EXTRACTED DATA:
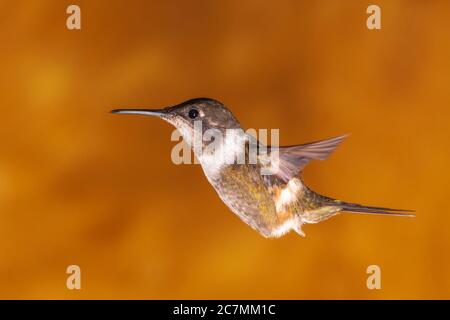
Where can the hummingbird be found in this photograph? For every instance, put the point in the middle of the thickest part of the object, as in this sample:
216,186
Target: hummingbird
272,202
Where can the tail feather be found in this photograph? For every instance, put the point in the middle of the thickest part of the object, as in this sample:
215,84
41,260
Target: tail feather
357,208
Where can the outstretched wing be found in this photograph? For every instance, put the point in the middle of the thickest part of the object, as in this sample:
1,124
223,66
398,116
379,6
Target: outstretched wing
292,159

DIRECTIONS FOR THIS TASK:
Retype the listing above word for word, with every line and number in place, but omit the pictures.

EXERCISE SOLUTION:
Where can the hummingbird be found in this photograph? For every instance, put the point in the middle of the thickest part of the object, as in this sample:
216,186
Target: hummingbird
272,202
Where can the tail feather be found in this photograph? For every instance, put the point in the middle of the thickest part of the object, as in this sample:
215,84
41,260
Target: tail feather
357,208
Where can the outstretched wing be found in this photograph? For every instance, put the point in the middle of the thickest part of the object, as in this sample:
1,124
223,66
398,116
379,6
Target: outstretched wing
292,159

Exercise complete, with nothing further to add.